给定文本:
◆ ◆ ◆ ◆ ◆
Codeforces Round #596 (Div. 2, based on Technocup 2020 Elimination Round 2) 题解
B2 - TV Subscriptions (Hard Version)
使用滑动窗口结合集合维护当前区间内各频道的出现次数与唯一频道数。通过 set 记录当前有效频道,set 维护频道及其频次,实现高效插入、删除和查询。
#include <bits/stdc++.h>
using namespace std;
typedef long long ll;
const int maxn = 1e6 + 7;
int ar[maxn], n, m, k;
int cnt[maxn];
set<int> valid;
set<pair<int, int>> freq;
int main() {
int t;
scanf("%d", &t);
while (t--) {
scanf("%d%d%d", &n, &m, &k);
for (int i = 1; i <= n; ++i) scanf("%d", ar + i);
// 初始化计数
for (int i = 1; i <= n; ++i) cnt[ar[i]] = 0;
// 初步填充前k个元素
for (int i = 1; i <= k; ++i) {
cnt[ar[i]]++;
}
for (int i = 1; i <= k; ++i) {
valid.insert(ar[i]);
freq.insert({ar[i], cnt[ar[i]]});
}
int res = valid.size();
// 滑动窗口扩展
for (int i = k + 1; i <= n; ++i) {
// 移除左边旧元素
int left_val = ar[i - k];
freq.erase({left_val, cnt[left_val]});
cnt[left_val]--;
if (cnt[left_val] > 0) {
freq.insert({left_val, cnt[left_val]});
} else {
valid.erase(left_val);
}
// 添加新元素
int right_val = ar[i];
freq.erase({right_val, cnt[right_val]});
cnt[right_val]++;
freq.insert({right_val, cnt[right_val]});
if (cnt[right_val] == 1) {
valid.insert(right_val);
}
res = min(res, (int)valid.size());
}
printf("%d\n", res);
}
return 0;
}
C - p-binary
枚举所需 p 的个数,对每个可能值尝试构造目标数 n。核心思想是:若用 i 个 p 构成 n,则剩余部分为 n - i * p,该值必须能表示为 i 个 1 的二进制和(即其二进制中 1 的数量 ≤ i)。
◆ ◆ ◆ ◆ ◆
数据摘录:
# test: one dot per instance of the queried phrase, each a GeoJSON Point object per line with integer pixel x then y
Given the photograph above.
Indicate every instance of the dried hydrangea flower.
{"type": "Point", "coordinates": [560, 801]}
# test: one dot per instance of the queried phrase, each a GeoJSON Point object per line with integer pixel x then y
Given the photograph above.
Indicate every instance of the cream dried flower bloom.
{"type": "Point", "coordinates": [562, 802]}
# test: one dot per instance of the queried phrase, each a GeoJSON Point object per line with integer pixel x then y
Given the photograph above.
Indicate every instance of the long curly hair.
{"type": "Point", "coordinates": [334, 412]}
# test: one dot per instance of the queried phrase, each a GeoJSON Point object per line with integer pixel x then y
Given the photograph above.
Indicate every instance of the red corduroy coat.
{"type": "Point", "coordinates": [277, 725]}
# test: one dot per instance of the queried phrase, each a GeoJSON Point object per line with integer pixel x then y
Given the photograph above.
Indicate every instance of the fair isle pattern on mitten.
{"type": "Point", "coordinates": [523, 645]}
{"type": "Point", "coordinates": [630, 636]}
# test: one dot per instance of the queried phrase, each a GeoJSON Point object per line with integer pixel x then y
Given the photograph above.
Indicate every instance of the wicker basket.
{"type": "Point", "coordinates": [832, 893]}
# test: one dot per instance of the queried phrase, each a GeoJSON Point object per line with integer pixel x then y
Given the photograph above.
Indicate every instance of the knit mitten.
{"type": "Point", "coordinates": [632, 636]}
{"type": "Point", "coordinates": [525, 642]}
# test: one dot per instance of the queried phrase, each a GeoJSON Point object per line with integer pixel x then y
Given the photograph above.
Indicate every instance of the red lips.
◆ ◆ ◆ ◆ ◆
任务目标 A:
统计记录中含有字符串“mitten”的行有多少,只写出这个数。
任务目标 B:
从最后一句之后接着写这篇 Codeforces 比赛题解。

参考答案 A:
2

参考答案 B:
#include <bits/stdc++.h>
using namespace std;
typedef long long ll;
int main() {
ll n, p;
scanf("%lld%lld", &n, &p);
bool found = false;
for (ll count = 1; count <= 300000; ++count) {
ll rem = n - count * p;
if (rem < count) continue; // 不可能用 count 个 1 表示
int ones = 0;
ll temp = rem;
while (temp) {
ones += temp & 1;
temp /= 2;
}
if (ones <= count) {
printf("%lld\n", count);
found = true;
break;
}
}
if (!found) printf("-1\n");
return 0;
}
D - Power Products
将每个数分解质因数,对每个质因子的幂模 k 取余,得到"余数向量"。一个数要与另一个数相乘形成 x^k 形式,它们的余数向量之和必须在模 k 意义下为 0。因此,对于每个数,计算其补向量,并统计匹配的数量。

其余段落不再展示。